Point annotation dataset records
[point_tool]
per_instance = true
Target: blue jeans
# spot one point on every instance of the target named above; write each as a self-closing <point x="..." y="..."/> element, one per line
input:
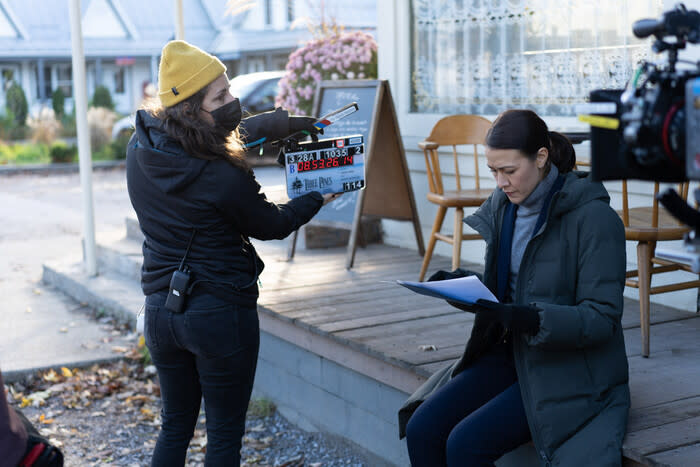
<point x="474" y="419"/>
<point x="210" y="350"/>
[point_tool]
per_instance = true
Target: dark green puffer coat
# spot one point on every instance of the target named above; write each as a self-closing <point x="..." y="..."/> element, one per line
<point x="573" y="374"/>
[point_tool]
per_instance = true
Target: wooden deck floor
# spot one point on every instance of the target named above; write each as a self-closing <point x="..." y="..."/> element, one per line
<point x="363" y="320"/>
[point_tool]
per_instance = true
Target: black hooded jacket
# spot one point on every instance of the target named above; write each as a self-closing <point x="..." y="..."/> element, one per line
<point x="174" y="193"/>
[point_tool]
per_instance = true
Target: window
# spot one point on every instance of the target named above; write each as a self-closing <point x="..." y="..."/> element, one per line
<point x="119" y="80"/>
<point x="268" y="12"/>
<point x="47" y="82"/>
<point x="7" y="76"/>
<point x="100" y="20"/>
<point x="482" y="56"/>
<point x="64" y="79"/>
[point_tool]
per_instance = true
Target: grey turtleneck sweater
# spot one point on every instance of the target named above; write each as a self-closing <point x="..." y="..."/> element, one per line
<point x="525" y="220"/>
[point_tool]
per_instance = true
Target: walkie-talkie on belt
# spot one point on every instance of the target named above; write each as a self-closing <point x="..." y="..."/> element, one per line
<point x="177" y="292"/>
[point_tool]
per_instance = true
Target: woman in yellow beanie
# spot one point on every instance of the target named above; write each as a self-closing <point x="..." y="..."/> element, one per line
<point x="198" y="203"/>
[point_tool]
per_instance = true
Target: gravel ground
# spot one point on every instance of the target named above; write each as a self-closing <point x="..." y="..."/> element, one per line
<point x="109" y="415"/>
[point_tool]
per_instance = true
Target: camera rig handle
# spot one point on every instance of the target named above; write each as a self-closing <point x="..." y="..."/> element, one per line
<point x="679" y="22"/>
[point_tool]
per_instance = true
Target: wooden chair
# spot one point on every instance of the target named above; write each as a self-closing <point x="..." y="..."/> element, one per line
<point x="647" y="226"/>
<point x="455" y="130"/>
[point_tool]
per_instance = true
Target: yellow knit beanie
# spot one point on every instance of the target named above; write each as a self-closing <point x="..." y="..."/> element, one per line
<point x="184" y="70"/>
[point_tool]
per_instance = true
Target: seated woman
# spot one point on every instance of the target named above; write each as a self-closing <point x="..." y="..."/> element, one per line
<point x="548" y="362"/>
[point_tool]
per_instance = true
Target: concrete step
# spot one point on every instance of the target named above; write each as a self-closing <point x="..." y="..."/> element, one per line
<point x="109" y="292"/>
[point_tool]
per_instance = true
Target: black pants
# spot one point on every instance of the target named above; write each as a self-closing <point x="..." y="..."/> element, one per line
<point x="474" y="419"/>
<point x="210" y="350"/>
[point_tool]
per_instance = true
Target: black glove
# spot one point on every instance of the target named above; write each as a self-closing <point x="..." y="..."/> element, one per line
<point x="305" y="124"/>
<point x="518" y="318"/>
<point x="443" y="275"/>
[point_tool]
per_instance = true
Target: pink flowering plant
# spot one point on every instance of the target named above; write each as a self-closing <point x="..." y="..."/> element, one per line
<point x="337" y="55"/>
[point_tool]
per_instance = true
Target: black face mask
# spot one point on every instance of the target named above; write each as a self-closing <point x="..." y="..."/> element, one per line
<point x="228" y="116"/>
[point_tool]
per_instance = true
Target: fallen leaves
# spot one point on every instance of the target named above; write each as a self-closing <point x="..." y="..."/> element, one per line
<point x="427" y="348"/>
<point x="45" y="421"/>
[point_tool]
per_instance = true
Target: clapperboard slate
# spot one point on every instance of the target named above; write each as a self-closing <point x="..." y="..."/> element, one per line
<point x="332" y="165"/>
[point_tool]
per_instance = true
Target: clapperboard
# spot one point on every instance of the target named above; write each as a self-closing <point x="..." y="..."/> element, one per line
<point x="333" y="165"/>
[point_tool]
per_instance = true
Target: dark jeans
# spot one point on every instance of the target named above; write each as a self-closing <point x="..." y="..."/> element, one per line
<point x="474" y="419"/>
<point x="210" y="350"/>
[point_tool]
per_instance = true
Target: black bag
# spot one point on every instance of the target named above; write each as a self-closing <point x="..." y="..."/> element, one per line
<point x="39" y="452"/>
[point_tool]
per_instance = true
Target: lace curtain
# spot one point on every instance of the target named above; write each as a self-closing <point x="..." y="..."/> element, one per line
<point x="482" y="56"/>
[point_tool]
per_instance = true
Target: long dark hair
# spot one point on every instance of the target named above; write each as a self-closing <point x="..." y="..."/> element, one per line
<point x="198" y="138"/>
<point x="525" y="131"/>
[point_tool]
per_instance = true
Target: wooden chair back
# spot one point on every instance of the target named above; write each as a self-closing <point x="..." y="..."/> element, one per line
<point x="454" y="130"/>
<point x="651" y="223"/>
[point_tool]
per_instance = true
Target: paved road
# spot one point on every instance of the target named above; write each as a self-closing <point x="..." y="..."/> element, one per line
<point x="41" y="219"/>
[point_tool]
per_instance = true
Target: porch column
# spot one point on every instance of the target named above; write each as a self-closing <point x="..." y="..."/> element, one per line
<point x="98" y="72"/>
<point x="154" y="70"/>
<point x="84" y="152"/>
<point x="41" y="79"/>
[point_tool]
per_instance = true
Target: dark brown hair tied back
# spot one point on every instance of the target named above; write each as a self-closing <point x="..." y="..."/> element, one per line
<point x="562" y="154"/>
<point x="525" y="131"/>
<point x="198" y="138"/>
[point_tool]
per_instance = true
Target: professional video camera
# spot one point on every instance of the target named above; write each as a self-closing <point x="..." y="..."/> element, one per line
<point x="651" y="129"/>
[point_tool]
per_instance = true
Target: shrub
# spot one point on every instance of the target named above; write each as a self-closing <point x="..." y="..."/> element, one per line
<point x="23" y="153"/>
<point x="69" y="129"/>
<point x="336" y="55"/>
<point x="62" y="152"/>
<point x="16" y="102"/>
<point x="100" y="120"/>
<point x="102" y="98"/>
<point x="58" y="102"/>
<point x="114" y="150"/>
<point x="44" y="126"/>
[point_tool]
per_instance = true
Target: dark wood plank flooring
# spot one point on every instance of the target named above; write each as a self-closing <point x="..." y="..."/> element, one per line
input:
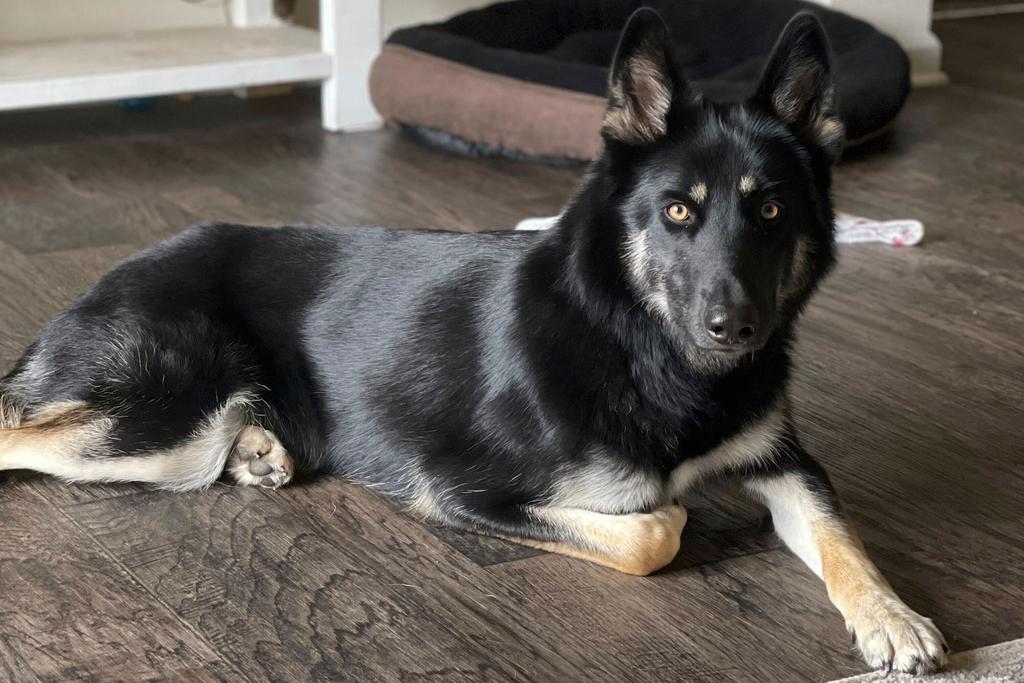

- **GOAL OF THE EXERCISE**
Please count how many lines of the records contain the word "wooden" and give only that number.

- **THE SOLUTION**
3